### YOUR TASKS
[A] In the crane company history, which company took over the firm in 1978?
[B] Retype the crane company history from "The cranes were used" to "lost its dominance.".

### PAGE EXTRACT
╔══
The cranes were used in countless docks, railway yards, quarries and construction sites, both at home and overseas. Some of the largest construction projects to use Smith cranes were the Manchester Ship Canal, the Aswan Low Dam, and the Sudan Barrage.
As early as 1897 Thomas Smith were producing electrically powered cranes, and in later years the internal combustion engine would replace the steam engine as the power source in their cranes. The cranes were adapted to become excavators, with buckets replacing the usual crane hook; the company also provided magnets for use in sites handling metals. Caterpillar track-fitted versions were offered, and these became more numerous in later years as the railway industry lost its dominance.

==Mergers==
The company was taken over by Thomas Ward shortly before World War II. In 1978 they were taken over by Northern Engineering Industries. NEI had taken over many big manufacturing companies, which already included Cowans Sheldon, Clyde Crane, Wellman Cranes and Smith's next-door neighbours Joseph Booth. They all became part of the Crane and Bridge division of Clarke Chapman. This was taken over by Rolls-Royce plc in 1989 and by Langley Holdings in 2001.

==Today==
The Clarke Chapman group still operate in Leeds but under the Wellman Booth name, though they are now situated in smaller premises at Yeadon where the design and administration work is carried out, the engineering work taking place in Gateshead. Though Booth's works was demolished and redeveloped with housing, the former Thomas Smith works survives in other industrial use.
╚══
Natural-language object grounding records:
╔══
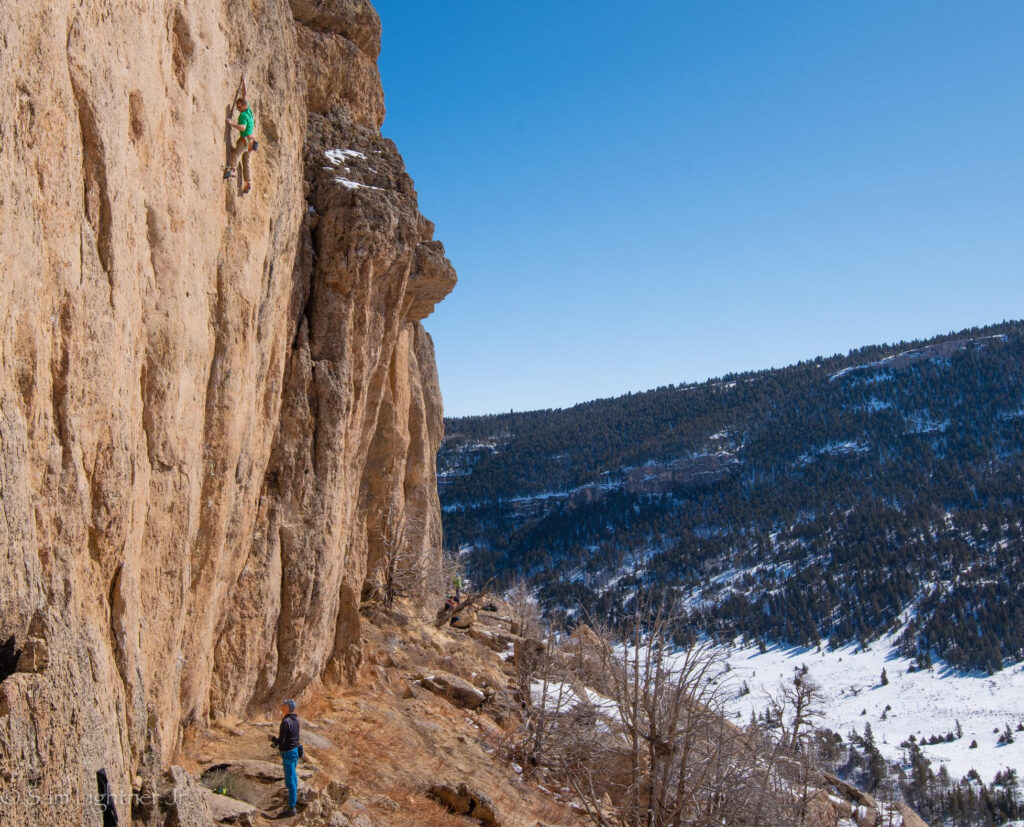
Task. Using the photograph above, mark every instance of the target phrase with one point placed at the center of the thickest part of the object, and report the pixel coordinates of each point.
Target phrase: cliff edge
(210, 405)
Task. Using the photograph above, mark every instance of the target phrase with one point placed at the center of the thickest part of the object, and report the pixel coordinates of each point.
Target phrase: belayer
(245, 144)
(287, 742)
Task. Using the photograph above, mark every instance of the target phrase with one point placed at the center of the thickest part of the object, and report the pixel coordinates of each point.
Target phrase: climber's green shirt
(246, 119)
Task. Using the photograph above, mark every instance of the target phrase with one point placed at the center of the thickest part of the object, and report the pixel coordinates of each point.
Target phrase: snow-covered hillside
(923, 703)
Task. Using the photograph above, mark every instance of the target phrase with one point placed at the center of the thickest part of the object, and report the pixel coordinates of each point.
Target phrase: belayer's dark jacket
(288, 735)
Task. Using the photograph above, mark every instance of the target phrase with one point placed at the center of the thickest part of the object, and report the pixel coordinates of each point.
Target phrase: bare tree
(650, 744)
(408, 561)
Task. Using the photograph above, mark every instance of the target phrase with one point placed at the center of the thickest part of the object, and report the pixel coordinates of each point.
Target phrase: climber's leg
(240, 148)
(245, 167)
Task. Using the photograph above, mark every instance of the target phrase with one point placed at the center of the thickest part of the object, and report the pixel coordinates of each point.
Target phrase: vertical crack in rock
(208, 402)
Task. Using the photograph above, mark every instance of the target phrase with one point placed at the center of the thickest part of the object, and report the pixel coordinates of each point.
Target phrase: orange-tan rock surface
(208, 402)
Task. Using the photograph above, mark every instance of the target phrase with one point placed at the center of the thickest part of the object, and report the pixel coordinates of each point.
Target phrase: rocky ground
(417, 737)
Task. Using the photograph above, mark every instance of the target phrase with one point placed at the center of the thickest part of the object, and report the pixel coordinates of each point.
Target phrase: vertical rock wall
(208, 402)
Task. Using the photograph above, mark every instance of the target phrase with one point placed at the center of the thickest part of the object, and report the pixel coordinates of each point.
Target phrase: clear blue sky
(643, 193)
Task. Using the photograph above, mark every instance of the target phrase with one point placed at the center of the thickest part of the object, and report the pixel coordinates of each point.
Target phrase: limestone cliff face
(208, 402)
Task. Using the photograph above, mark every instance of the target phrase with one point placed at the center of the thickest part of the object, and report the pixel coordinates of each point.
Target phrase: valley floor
(923, 703)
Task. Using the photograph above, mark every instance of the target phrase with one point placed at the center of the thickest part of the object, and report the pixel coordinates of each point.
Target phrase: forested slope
(839, 497)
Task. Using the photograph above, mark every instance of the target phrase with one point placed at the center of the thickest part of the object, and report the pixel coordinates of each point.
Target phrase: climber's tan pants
(241, 153)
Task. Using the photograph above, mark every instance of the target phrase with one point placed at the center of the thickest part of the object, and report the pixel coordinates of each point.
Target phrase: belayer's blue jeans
(290, 757)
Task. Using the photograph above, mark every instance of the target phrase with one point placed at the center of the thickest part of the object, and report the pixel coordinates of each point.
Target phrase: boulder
(182, 798)
(497, 641)
(464, 619)
(455, 689)
(465, 801)
(225, 810)
(910, 819)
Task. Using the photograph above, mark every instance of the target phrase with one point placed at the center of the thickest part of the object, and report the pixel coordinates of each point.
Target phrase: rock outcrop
(208, 403)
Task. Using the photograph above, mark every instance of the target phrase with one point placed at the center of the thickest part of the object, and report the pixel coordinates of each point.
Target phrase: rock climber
(245, 144)
(287, 742)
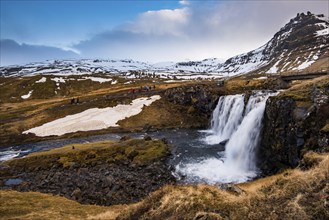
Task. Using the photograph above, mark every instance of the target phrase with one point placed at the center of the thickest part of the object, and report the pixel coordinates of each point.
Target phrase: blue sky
(60, 22)
(146, 30)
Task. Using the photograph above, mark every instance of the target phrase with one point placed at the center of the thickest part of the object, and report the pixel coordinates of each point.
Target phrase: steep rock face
(200, 98)
(291, 129)
(297, 45)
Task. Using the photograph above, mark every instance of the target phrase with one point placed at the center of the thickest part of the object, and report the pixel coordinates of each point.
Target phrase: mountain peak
(295, 47)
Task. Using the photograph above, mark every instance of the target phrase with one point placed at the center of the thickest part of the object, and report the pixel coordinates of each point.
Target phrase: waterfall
(242, 127)
(226, 118)
(240, 149)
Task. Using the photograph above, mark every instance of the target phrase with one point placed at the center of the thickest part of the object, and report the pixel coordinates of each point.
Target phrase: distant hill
(301, 45)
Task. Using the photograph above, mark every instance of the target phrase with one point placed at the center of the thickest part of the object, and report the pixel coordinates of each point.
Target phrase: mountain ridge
(295, 47)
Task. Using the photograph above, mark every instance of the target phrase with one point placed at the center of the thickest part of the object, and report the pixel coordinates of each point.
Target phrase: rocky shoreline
(102, 182)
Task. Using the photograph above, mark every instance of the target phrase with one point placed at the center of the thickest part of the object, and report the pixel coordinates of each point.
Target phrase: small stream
(188, 147)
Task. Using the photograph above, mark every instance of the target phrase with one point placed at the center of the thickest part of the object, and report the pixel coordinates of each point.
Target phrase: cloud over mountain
(23, 53)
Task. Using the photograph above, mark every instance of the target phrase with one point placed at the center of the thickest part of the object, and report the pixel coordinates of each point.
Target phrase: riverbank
(300, 193)
(103, 173)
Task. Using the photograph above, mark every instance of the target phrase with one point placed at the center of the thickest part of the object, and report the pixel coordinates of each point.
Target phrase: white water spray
(226, 117)
(238, 164)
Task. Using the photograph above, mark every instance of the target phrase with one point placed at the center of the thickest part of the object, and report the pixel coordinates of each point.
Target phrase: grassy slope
(33, 205)
(18, 115)
(294, 194)
(136, 151)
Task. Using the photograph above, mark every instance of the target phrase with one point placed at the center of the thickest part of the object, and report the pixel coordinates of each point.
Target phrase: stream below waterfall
(225, 153)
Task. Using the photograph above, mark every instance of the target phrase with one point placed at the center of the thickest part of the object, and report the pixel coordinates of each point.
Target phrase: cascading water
(226, 117)
(237, 163)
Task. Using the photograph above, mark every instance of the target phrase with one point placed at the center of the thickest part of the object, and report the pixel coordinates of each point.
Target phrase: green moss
(137, 151)
(300, 95)
(325, 128)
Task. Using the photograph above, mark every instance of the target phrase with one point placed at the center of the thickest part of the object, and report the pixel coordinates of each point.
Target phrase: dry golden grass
(294, 194)
(17, 115)
(73, 148)
(33, 205)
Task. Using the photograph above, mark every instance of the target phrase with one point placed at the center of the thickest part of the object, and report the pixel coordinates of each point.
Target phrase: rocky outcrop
(200, 98)
(125, 175)
(293, 127)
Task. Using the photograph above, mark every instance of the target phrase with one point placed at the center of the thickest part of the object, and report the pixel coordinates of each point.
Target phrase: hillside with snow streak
(296, 47)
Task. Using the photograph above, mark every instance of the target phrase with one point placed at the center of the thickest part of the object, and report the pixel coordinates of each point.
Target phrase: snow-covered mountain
(301, 44)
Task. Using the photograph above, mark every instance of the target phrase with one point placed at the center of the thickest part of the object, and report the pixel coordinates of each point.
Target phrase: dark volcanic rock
(291, 129)
(200, 98)
(99, 182)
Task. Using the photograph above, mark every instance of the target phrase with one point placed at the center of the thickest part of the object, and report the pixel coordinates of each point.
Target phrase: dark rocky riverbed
(131, 176)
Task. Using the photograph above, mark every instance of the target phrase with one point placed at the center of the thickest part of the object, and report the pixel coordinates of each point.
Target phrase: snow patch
(96, 79)
(42, 80)
(27, 95)
(92, 119)
(58, 80)
(323, 32)
(274, 68)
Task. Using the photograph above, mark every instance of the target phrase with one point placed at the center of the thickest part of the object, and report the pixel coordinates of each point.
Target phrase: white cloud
(160, 22)
(184, 2)
(199, 30)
╚══
### ANSWERS TO THE EXERCISE
[A] Northern Engineering Industries

[B]
The cranes were used in countless docks, railway yards, quarries and construction sites, both at home and overseas. Some of the largest construction projects to use Smith cranes were the Manchester Ship Canal, the Aswan Low Dam, and the Sudan Barrage.
As early as 1897 Thomas Smith were producing electrically powered cranes, and in later years the internal combustion engine would replace the steam engine as the power source in their cranes. The cranes were adapted to become excavators, with buckets replacing the usual crane hook; the company also provided magnets for use in sites handling metals. Caterpillar track-fitted versions were offered, and these became more numerous in later years as the railway industry lost its dominance.